Obiettivo
Riporta tutto, dalla riga che contiene "of the person" fino a quella che contiene "x=284, y=209", rinominando "cornice" in "molding" e lasciando invariato il resto.

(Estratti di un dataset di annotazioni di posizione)
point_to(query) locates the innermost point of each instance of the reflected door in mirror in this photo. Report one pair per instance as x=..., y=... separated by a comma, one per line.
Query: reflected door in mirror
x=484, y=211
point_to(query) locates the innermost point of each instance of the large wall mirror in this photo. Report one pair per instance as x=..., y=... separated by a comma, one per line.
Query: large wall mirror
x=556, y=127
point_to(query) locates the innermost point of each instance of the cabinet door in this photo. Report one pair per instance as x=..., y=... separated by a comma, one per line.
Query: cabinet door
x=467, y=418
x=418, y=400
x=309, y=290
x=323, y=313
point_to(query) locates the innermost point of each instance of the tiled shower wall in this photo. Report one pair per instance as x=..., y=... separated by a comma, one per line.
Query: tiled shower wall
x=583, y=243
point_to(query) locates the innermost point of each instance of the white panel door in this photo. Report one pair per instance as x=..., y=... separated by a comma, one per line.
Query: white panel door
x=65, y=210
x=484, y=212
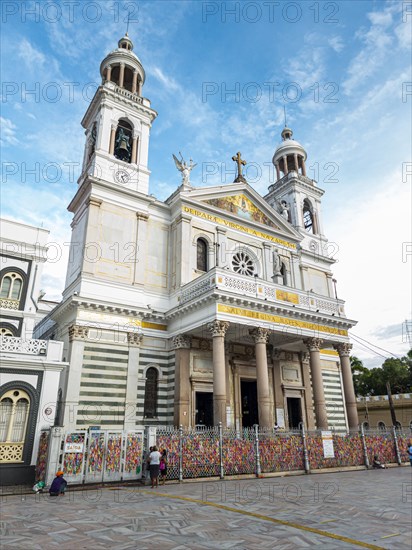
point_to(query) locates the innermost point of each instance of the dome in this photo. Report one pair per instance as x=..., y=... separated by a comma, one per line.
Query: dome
x=288, y=146
x=289, y=155
x=123, y=55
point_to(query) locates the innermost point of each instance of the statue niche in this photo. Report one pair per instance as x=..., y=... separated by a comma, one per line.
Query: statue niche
x=123, y=141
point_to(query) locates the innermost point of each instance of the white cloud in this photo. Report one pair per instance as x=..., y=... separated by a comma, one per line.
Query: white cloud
x=8, y=133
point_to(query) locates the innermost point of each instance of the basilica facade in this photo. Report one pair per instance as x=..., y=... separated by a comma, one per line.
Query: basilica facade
x=214, y=306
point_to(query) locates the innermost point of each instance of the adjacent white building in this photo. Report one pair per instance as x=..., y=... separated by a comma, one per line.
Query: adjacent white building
x=29, y=368
x=216, y=305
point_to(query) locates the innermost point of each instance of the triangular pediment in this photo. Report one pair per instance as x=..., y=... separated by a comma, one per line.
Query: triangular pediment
x=242, y=202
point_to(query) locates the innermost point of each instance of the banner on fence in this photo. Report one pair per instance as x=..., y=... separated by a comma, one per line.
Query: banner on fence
x=327, y=440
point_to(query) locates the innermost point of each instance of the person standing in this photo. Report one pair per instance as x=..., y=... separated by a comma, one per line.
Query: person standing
x=58, y=485
x=163, y=467
x=154, y=459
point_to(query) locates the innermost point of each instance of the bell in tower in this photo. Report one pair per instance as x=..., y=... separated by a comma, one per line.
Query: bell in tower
x=123, y=149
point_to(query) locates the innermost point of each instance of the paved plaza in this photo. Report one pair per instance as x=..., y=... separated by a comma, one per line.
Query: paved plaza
x=352, y=509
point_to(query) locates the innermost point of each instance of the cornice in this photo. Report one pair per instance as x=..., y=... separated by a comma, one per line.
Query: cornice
x=260, y=305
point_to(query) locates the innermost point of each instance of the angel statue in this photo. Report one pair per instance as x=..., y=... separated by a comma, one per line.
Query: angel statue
x=185, y=168
x=284, y=209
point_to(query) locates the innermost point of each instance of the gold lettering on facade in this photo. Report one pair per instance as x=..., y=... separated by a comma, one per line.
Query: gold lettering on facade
x=233, y=225
x=240, y=312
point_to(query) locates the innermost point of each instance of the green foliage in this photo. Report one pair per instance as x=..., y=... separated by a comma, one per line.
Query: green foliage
x=398, y=372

Risposta attesa
point_to(query) locates the innermost point of each instance of the person standing in this photo. Report one pair per instance as x=..., y=... separated by a comma, one per line.
Query: person standing
x=58, y=485
x=163, y=467
x=154, y=459
point_to(query) locates the innermost point of each instance of the bell in tower in this photo. Report one pair per instance as x=..., y=... separated by a comma, one per line.
Query: bell in tower
x=123, y=149
point_to(query) locates the innermost point of each instance of the paved plaza in this photo. Report one pair per instance as x=..., y=... separated by a comma, one per line.
Query: paved plaza
x=352, y=509
point_to(query) locates the innermost point of each instance of the molding in this photo. Report one pair per instance as x=..., y=... separated by a comma, one per line.
Query: molding
x=260, y=305
point_to(query) locates the innermost point of each instance of the angel statue in this photo. Report one pair per instance as x=..., y=... separated by a comma, one per line.
Query: angel statue
x=185, y=168
x=284, y=209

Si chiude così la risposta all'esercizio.